### Schriftliche Aufgabe
Schreibe die Fortsetzung des unten stehenden Forumsthreads über den USB-Treiber für einen MP3-Player unter Windows 98, beginnend nach seinem letzten Satz.

### Gezeigter Textauszug
....
Leute es ist vollbracht  Das ding läuft ! Danke an Zwockel und die anderen für die Tips und letztlich die Lösung. 

ich hab nochmal alles deinstalliert was ich bzgl. USB Treiber draufgeamcht hatte und es nochmal mit dem treiber, den Zwockel genannt hat, versucht. Automatisch wurde er bei mir wieder nicht erkannt aber ich hab nochmal  die Hardwarekennung angestossen und da hats dann geschnaggelt !
Gruss und nochmals Dank ,-hats  doch tatsächlich noch hingehauen !
WIN98 forerver       (naja)


----------



## julian hat ne frage (30. Januar 2004)

*Und wie ist das bei XP?*

Ja, ich habe das gleiche Problem (das wenn ich mein USB kabel in das USP "loch" stecke reagiert der pc nicht) Ich habe befolgt was da bei euch stand , hat aber nichts genützt und jetzt wollt ich fragen ob ihr vieleicht noch eine andere möglichkeit kennt (ich habe win xp) danke im voraus 

Julian


----------



## guitarman (31. Januar 2004)

win xp müsste es eigentlich automatisch erkennen (ich habs mal bei xp probiert,ging ohne probleme). was meinst du mit kabel der gericom mp3 player ist doch ein stick ?


----------



## julian hat ne frage (31. Januar 2004)

ich habe keinen gericom player ich habe einen ganznormealen mit USB Kabel! ich hab gedacht da könnte mia eina helfen!


----------



## Torsi (23. Februar 2004)

*Gericom MP3-Player/Memory-Stick*

Hallo Guitarman, hallo Zwockel!

Ich bin auf Euren Dialog bzgl. des Gericom MP3-Players gestoßen und bin hoch erfreut, dass Ihr das Problem unter Win98SE lösen konntet. Ich habe das gleiche Problem, da mein altes Laptop noch unter Win98SE läuft. 
Leider funktioniert nun die URL zu der Treiber-Seite aus China nicht mehr (die ich auch in einem anderen Forum von der erwähnten Margarita schon fand). 
Hat vielleicht einer von Euch den Treiber gespeichert und kann ihn mir irgendwie zugänglich machen oder mailen? Das wäre super!   

Grüße
Torsi

P.S.: Julian, leider kann ich zu Deiner Frage nichts beisteuern, sorry.

P.P.S.: HALT, alles zurück! Habe den Treiber (v119r022.exe) einfach über google gesucht und unter http://www.pendriveshop.de/driver/ gefunden! Werde das erst einmal probieren! Danke trotzdem!
....
### Auszug Datensatz

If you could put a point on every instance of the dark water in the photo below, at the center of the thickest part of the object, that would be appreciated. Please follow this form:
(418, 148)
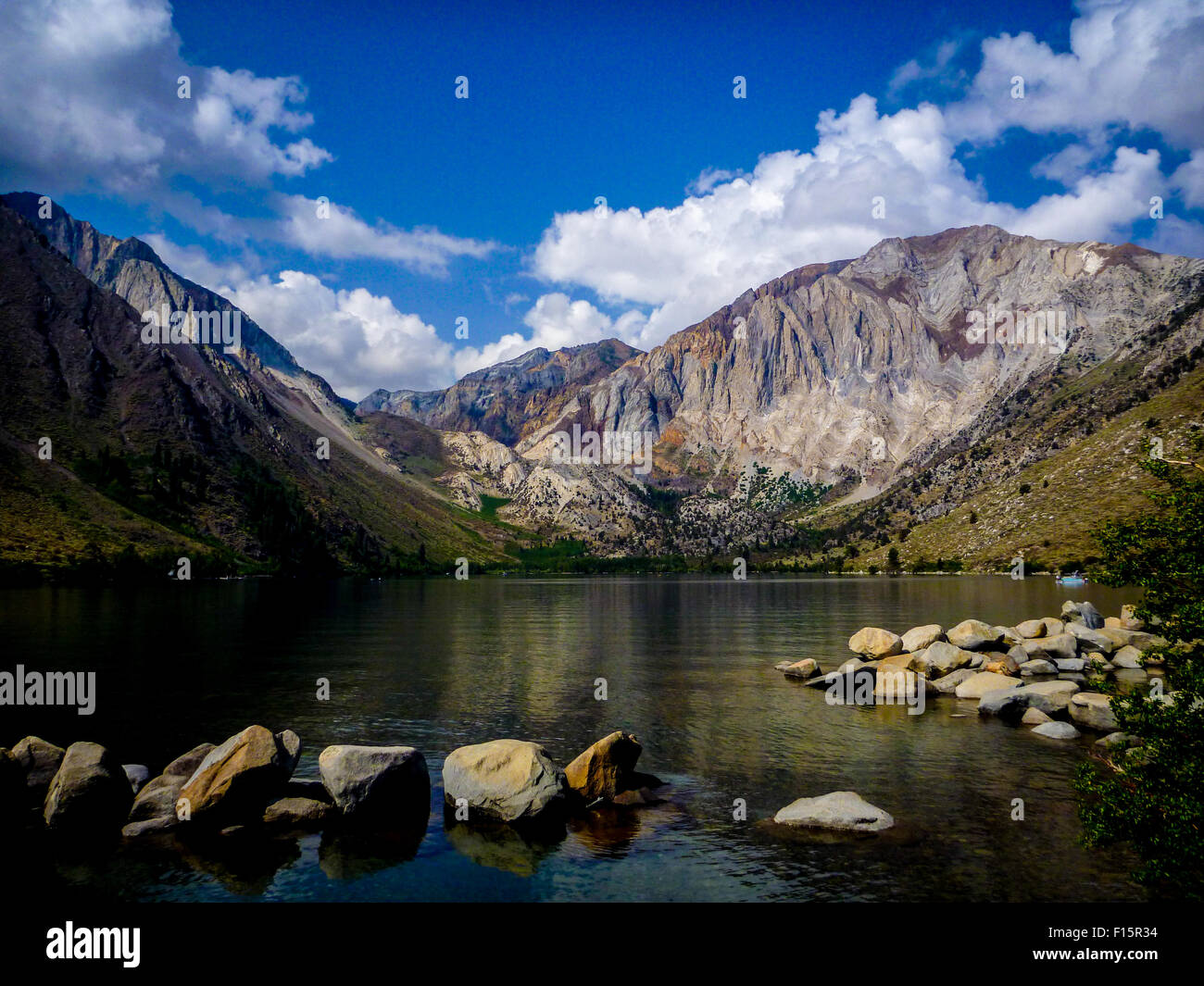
....
### Die Ausgabe
P.P.P.S.: SUPER: Mit dem o.g. Treiber läuft der Gericom MP3-Player/Memory-Stick unter Win98SE. Installation siehe Anleitung von Zwockel. Danke und tschüß!


----------



## Tanndo (14. März 2004)

Und jetzt ich! ich habe auch das Problem mit Win98 udn dem Gericom USP MP3Player und leider gar keine Ahung was Computer anggeht, aber das der Chinalink nicht geht hab ich jetzt auch schon gemerkt . Was also tun, ich hab das nicht geschnallt, hab eben auf dem link geklilckt und da stand was von downlooad und dann auch "fertig" abr es war nur dieses "hier ist ein bild aber ich zeige es nicht an"-symbol zu sehen. was denn nun? kann noch mal jemand einem blutigen laien helfen?


----------



## Torsi (15. März 2004)

Hallo Tanndo!

Ich habe eben noch einmal versucht, den Treiber über den Link oben in meinem Beitrag downzuloaden und es funktioniert noch immer.  Wenn Du auf den Link klickst, erscheint die Internetseite "Index of driver". Dann klickst Du auf den ersten Treiber in der Liste (USB 11 v119r022.exe), danach öffnet sich die Dialogbox "Dateidownload", hier klickst Du auf "speichern" und speicherst den Treiber auf Deinem Computer (am besten einfach auf dem Desktop, da findest Du sie am schnellsten wieder).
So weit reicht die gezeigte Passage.